**Entries provided**
- Opening Delimiter -
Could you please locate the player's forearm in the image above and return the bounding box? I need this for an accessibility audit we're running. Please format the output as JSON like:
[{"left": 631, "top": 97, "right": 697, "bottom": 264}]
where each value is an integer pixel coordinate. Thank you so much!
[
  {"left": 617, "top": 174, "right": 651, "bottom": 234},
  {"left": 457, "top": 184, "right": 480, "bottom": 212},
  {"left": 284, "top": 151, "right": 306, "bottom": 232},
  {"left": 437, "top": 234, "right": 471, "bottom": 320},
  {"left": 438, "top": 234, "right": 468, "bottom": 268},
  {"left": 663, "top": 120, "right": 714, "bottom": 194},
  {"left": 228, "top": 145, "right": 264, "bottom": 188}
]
- Closing Delimiter -
**What you need to do**
Write the records out again. Keep every line exactly as it is.

**Answer for this exercise**
Could you please locate the player's forearm in the image above and return the bounding box? I need this for an accessibility audit we're running. Please format the output as JSON like:
[{"left": 631, "top": 97, "right": 697, "bottom": 264}]
where each value is an integer pixel coordinate. Thank you so much!
[
  {"left": 617, "top": 174, "right": 651, "bottom": 234},
  {"left": 457, "top": 184, "right": 480, "bottom": 212},
  {"left": 284, "top": 151, "right": 306, "bottom": 232},
  {"left": 437, "top": 234, "right": 471, "bottom": 320},
  {"left": 438, "top": 234, "right": 468, "bottom": 268},
  {"left": 663, "top": 120, "right": 714, "bottom": 194},
  {"left": 228, "top": 145, "right": 264, "bottom": 188}
]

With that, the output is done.